■ PAGE TEXT

These are just a few examples, and there is more for sure. Are you comfortable giving away all this personal information not only to “companies” but to their employees?

Business perspective

All the personal points apply to some extent to businesses as well. But this is not all. There is a lot more.

  1. You use some cloud email provider, and you discuss a new project or a startup you have in mind. How can you be sure that somebody at the company hosting your emails is not reading your messages and stealing your ideas?
  2. You have this great project idea, and you work on it, you make progress, resolve complex issues. If you use an email provider, someone can watch the progress and use all the information to replicate what you do.
  3. So, if you use a public service provider, your trade secrets are not protected; they are not safe.
  4. If you store your software source code with some public service provider, you give away all the code to the provider or someone working at the company.
  5. But not only that, you also give away control who can access the code. What is someday your access and your team access to the code repository is disabled?
  6. Let’s say you work on an open source project. You do not care who can see the code. In fact, you want the code to be seen by as many people as possible. But then, the service provider may decide that your project violates some policies and is therefore taken down. You have copy of your code, but you lose all the community around the project.

There are a lot of reasons, both personal and business to host your own services. However, skill set and time constraints do not always make it possible to run and maintain an own system.

■ EXTRACTED ENTRIES
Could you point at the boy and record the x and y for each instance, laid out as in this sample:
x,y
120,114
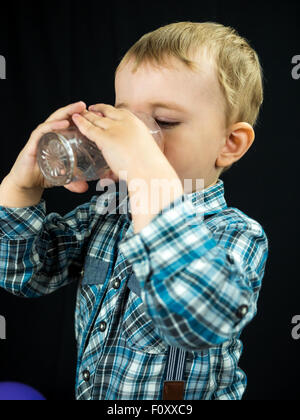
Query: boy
x,y
163,295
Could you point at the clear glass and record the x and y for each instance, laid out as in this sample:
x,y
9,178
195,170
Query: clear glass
x,y
67,155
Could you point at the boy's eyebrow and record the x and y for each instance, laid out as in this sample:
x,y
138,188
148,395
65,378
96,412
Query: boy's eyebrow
x,y
168,105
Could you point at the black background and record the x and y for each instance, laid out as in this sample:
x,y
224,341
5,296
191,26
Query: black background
x,y
62,52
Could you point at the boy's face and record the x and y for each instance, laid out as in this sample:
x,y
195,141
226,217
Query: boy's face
x,y
192,144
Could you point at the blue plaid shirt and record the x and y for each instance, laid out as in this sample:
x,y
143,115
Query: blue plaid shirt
x,y
189,279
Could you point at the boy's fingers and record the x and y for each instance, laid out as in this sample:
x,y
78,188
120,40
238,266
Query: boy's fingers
x,y
67,111
87,128
101,122
107,110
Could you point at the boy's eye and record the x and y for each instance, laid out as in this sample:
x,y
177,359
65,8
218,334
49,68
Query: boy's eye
x,y
166,124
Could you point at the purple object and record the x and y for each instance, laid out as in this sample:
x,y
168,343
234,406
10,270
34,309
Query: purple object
x,y
18,391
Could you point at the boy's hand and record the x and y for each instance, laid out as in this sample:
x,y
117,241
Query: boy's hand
x,y
124,140
25,174
127,145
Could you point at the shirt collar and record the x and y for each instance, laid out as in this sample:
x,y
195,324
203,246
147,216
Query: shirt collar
x,y
210,200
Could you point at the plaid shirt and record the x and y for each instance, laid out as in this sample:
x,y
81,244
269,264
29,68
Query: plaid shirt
x,y
189,279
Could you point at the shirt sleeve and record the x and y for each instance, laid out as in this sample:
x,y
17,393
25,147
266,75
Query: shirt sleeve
x,y
199,286
40,253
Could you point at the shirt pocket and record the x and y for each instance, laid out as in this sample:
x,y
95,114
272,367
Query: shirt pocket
x,y
138,329
93,278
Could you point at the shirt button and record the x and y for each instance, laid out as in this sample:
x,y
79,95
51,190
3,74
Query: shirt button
x,y
102,326
116,283
242,311
86,375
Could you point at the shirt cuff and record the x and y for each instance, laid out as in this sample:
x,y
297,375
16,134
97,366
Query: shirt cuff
x,y
22,222
173,239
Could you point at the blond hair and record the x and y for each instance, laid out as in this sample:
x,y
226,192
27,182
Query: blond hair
x,y
238,68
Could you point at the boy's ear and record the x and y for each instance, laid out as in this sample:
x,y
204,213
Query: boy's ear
x,y
237,142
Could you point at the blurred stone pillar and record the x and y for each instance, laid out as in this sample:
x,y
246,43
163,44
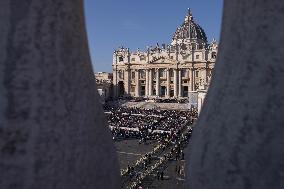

■ GIVEN PROBLEM 1
Write out the piece on self-hosting from "5. But not only" up to and including "around the project.", substituting "user base" for "community".
■ GIVEN PROBLEM 2
According to the piece on self-hosting, how can a service provider hurt an open source project even when the team doesn't care who sees the code? Answer in one to three sentences.
■ GIVEN PROBLEM 3
Continue the piece on self-hosting from its last sentence.
The records were taken from a different source than the piece on self-hosting.

■ ANSWER 1
5. But not only that, you also give away control who can access the code. What is someday your access and your team access to the code repository is disabled?
  6. Let’s say you work on an open source project. You do not care who can see the code. In fact, you want the code to be seen by as many people as possible. But then, the service provider may decide that your project violates some policies and is therefore taken down. You have copy of your code, but you lose all the user base around the project.

■ ANSWER 2
The provider may decide that the project violates some policies and take it down. The team still has a copy of the code but loses all the community around the project.

■ ANSWER 3
Here we come. We offer you help. We offer you our skills and our time to help you to run an entire system, configured and ready to use. We maintain the servers and software, you maintain your users and your users’ data.

Hold on

You may think, if Tygrys company and Tygrys employees maintain my systems, doesn’t it mean they have access to my data too?

At Tygrys

  1. At Tygrys we take customer’s data privacy seriously and strictly prevent unauthorized access.
  2. Our ToS does not give us rights to access users’ data or scan users’ information.
  3. Tygrys makes money from protecting your data and running servers for you.
  4. We do not have any mechanisms or interfaces to access end-user data.

Public service providers

  1. In contrast, public service providers, by design, have access to users’ data. They scan email or chat messages, they analyze software code content, and they read messages. Usually by AI and other automated algorithms. But the same data is also accessible to company employees.
  2. Public service providers do not even hide this, in fact, when opening an account with them; you accept ToS contract that allows them to access users’ data.
  3. You do not even have a choice on this matter, and your options to sue the provider for data miss-use are limited.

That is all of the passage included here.